++++ SUPPORT DE L'EXERCICE

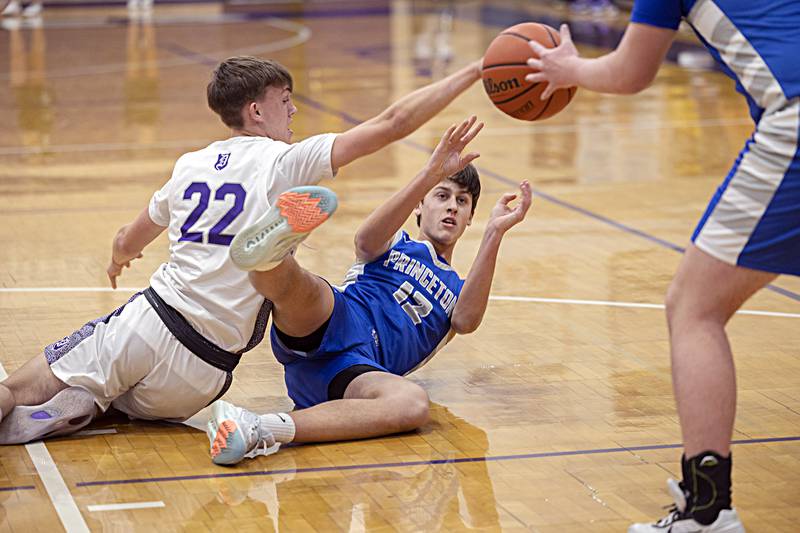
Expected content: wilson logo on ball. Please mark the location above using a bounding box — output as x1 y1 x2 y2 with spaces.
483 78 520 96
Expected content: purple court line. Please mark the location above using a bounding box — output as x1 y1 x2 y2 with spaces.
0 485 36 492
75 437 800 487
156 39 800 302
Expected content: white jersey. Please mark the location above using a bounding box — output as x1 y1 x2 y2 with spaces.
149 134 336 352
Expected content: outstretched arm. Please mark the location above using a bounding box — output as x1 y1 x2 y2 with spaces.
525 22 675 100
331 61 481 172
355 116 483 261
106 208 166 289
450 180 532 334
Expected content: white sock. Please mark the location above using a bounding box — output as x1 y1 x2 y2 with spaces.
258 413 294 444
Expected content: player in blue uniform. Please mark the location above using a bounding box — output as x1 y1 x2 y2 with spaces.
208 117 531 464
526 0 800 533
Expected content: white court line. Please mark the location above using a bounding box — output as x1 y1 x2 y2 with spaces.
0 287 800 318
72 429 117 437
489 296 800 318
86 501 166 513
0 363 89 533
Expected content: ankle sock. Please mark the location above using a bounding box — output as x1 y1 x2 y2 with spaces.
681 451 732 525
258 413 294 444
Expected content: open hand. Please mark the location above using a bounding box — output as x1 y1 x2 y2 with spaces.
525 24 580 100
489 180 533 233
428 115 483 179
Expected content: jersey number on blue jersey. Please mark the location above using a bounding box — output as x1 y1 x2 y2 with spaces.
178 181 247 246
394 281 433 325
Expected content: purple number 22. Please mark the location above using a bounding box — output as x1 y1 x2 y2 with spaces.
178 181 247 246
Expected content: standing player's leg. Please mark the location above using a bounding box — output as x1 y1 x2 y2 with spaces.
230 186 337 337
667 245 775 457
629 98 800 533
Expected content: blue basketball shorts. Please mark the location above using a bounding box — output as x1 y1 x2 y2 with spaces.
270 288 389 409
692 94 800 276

++++++++
++++ SUPPORT DE L'EXERCICE

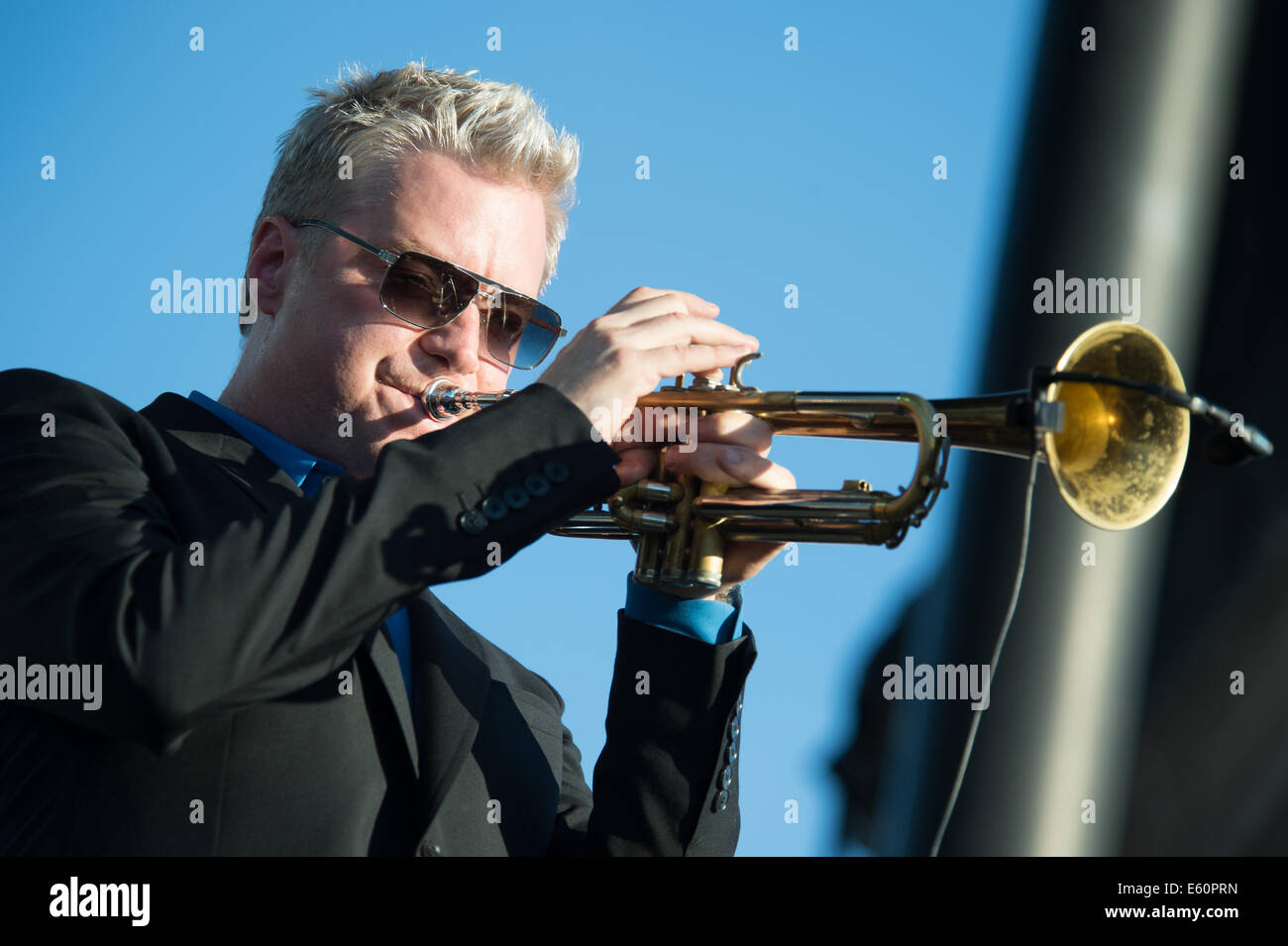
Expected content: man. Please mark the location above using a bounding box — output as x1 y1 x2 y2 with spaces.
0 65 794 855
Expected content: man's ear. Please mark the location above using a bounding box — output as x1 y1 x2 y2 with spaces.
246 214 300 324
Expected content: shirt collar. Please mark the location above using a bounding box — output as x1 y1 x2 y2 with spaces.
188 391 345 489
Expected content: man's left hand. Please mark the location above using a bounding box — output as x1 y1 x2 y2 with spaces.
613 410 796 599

++++++++
++++ SUPPORT DE L'EXERCICE

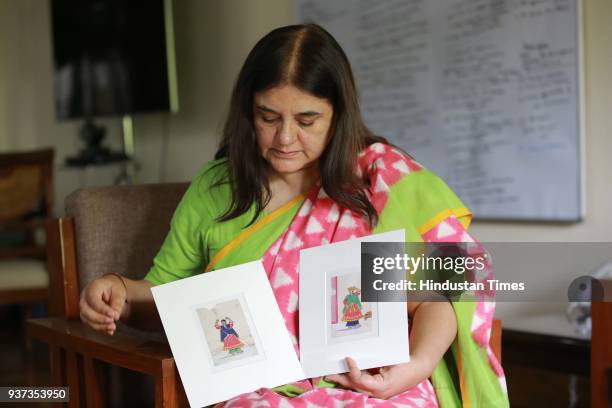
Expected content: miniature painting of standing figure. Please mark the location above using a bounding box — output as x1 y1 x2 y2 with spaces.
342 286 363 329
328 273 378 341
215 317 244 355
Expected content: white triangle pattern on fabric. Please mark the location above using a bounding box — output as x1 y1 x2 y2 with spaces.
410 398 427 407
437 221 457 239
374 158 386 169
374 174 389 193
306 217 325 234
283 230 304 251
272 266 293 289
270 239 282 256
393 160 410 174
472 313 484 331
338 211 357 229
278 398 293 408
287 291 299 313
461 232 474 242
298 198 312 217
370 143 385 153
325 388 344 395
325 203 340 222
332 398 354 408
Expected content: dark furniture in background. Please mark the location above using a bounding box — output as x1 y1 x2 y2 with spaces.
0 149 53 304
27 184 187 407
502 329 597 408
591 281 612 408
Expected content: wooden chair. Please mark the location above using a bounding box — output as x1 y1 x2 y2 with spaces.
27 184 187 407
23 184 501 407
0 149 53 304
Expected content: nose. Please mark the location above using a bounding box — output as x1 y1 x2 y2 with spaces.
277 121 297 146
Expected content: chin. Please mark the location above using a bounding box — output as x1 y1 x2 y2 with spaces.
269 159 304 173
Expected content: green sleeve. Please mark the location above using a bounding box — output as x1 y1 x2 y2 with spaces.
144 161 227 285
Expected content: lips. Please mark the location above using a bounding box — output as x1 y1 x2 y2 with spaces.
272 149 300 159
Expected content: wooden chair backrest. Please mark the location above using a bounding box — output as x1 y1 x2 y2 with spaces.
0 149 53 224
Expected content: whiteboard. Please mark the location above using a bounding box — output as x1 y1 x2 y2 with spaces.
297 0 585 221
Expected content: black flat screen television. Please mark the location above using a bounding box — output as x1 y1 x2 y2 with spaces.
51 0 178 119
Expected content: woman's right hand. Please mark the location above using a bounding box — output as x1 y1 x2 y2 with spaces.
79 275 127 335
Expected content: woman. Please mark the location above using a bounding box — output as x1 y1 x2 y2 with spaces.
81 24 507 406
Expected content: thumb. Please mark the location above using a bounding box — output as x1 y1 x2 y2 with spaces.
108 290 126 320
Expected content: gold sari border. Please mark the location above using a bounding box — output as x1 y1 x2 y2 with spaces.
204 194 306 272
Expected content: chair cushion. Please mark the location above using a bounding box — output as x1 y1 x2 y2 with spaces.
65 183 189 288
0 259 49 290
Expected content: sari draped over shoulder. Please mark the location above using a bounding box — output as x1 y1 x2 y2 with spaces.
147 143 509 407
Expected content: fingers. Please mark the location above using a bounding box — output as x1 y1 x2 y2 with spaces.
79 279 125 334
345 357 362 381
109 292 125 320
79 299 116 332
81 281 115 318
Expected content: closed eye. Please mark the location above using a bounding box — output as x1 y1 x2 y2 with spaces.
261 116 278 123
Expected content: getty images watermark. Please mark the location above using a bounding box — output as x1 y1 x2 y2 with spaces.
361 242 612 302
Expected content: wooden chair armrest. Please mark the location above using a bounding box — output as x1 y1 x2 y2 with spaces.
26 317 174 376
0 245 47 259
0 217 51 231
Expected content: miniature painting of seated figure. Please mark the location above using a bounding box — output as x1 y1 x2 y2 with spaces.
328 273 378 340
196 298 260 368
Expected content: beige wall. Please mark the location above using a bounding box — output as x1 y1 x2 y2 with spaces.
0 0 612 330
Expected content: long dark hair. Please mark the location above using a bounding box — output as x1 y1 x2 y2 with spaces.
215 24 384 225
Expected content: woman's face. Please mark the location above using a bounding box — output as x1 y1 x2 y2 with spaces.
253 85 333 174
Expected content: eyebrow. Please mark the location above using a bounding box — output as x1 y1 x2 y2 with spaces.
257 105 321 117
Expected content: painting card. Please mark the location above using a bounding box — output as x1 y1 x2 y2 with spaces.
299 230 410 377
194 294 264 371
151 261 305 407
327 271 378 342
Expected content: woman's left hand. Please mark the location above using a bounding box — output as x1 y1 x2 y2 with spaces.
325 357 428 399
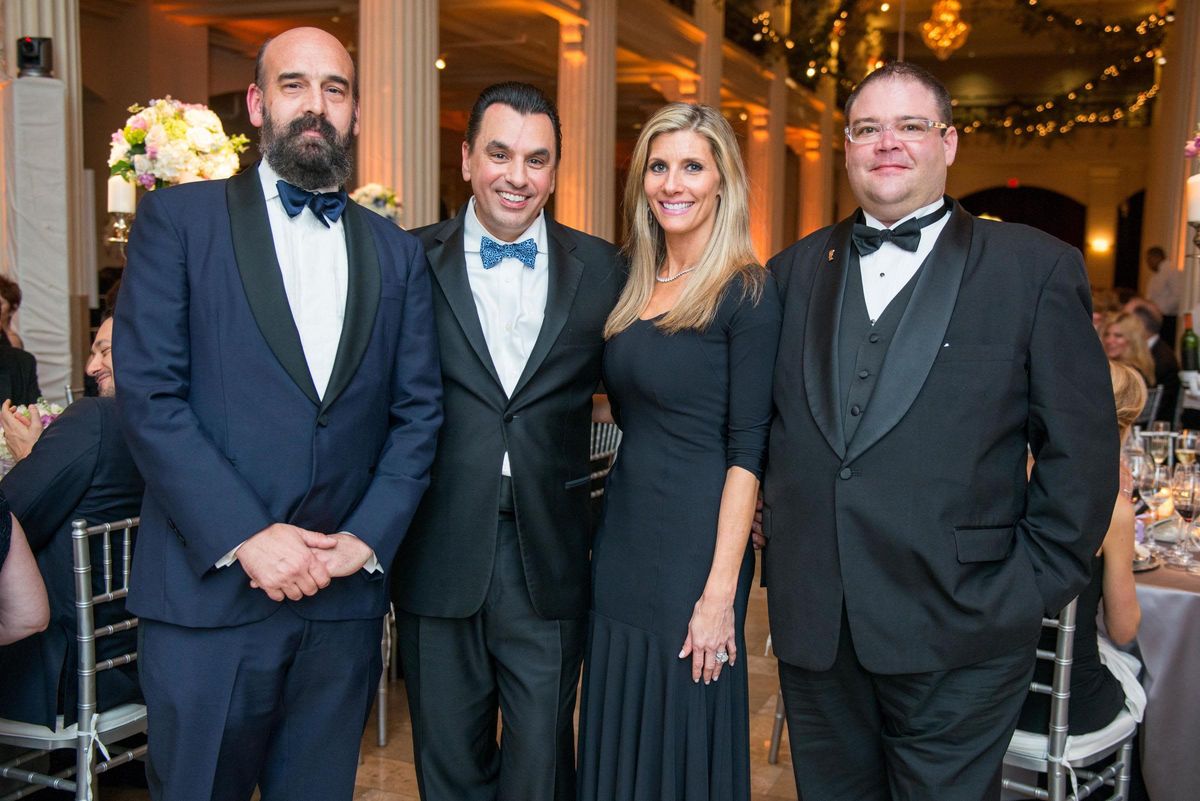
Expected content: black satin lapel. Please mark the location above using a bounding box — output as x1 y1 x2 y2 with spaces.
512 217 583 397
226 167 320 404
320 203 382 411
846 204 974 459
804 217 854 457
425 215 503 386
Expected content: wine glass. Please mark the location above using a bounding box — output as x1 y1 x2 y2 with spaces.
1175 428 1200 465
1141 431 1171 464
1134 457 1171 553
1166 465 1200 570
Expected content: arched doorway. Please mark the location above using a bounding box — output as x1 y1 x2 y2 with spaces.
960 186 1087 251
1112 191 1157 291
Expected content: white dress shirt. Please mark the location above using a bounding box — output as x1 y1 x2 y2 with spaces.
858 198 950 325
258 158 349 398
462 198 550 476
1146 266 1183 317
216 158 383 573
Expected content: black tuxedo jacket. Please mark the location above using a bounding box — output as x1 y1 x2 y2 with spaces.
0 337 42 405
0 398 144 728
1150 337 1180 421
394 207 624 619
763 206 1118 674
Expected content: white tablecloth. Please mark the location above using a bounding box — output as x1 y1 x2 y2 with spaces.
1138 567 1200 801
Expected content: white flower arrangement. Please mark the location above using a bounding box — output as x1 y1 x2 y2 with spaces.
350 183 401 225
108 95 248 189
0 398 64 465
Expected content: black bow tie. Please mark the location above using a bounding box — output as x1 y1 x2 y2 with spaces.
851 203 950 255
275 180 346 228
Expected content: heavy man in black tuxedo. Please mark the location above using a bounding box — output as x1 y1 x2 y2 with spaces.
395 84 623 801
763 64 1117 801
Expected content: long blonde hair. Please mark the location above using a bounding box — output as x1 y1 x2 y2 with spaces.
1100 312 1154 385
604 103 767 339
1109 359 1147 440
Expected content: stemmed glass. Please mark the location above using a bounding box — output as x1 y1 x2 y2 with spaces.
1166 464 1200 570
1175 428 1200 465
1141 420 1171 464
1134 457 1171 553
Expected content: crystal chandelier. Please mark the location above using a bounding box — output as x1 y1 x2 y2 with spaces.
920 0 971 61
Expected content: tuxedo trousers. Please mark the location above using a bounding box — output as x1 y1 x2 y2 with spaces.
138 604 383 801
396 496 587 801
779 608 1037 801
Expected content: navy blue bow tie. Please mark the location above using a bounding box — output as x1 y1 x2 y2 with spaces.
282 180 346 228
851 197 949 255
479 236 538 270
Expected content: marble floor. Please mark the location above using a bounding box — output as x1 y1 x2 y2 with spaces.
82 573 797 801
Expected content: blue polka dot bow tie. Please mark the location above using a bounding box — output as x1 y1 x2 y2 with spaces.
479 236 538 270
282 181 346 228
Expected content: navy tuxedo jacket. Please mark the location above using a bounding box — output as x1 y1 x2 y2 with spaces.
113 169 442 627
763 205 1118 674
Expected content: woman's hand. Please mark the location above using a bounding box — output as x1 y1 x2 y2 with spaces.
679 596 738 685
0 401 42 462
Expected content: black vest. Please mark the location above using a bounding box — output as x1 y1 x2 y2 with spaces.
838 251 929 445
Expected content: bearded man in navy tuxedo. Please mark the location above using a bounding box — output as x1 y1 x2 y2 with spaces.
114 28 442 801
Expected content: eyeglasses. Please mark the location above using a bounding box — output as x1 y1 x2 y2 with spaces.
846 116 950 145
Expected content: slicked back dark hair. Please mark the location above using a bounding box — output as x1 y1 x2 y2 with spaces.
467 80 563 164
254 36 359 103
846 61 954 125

++++++++

CONSIGNE ::
Pouvez-vous recopier à l'identique les lignes des enregistrements ci-dessus, depuis celle qui contient « Expected content: ankle » jusqu'à celle qui contient « 629 98 800 533 », ces deux lignes comprises ?

CORRIGÉ ::
Expected content: ankle sock. Please mark the location above using a bounding box — output as x1 y1 x2 y2 with spaces.
681 451 732 525
258 413 294 444
Expected content: open hand. Please mark the location above using a bounding box — output as x1 y1 x2 y2 with spaces.
525 24 580 100
489 180 533 233
428 115 483 179
Expected content: jersey number on blue jersey. Please mark the location above using a bounding box — output as x1 y1 x2 y2 with spaces.
178 181 247 246
394 281 433 325
Expected content: purple number 22. Please mark the location above using a bounding box — output as x1 y1 x2 y2 with spaces.
178 181 247 246
Expected content: standing player's leg. Please mark the location above using a bounding box — output as x1 y1 x2 y2 with spaces.
230 186 337 337
667 245 775 457
629 98 800 533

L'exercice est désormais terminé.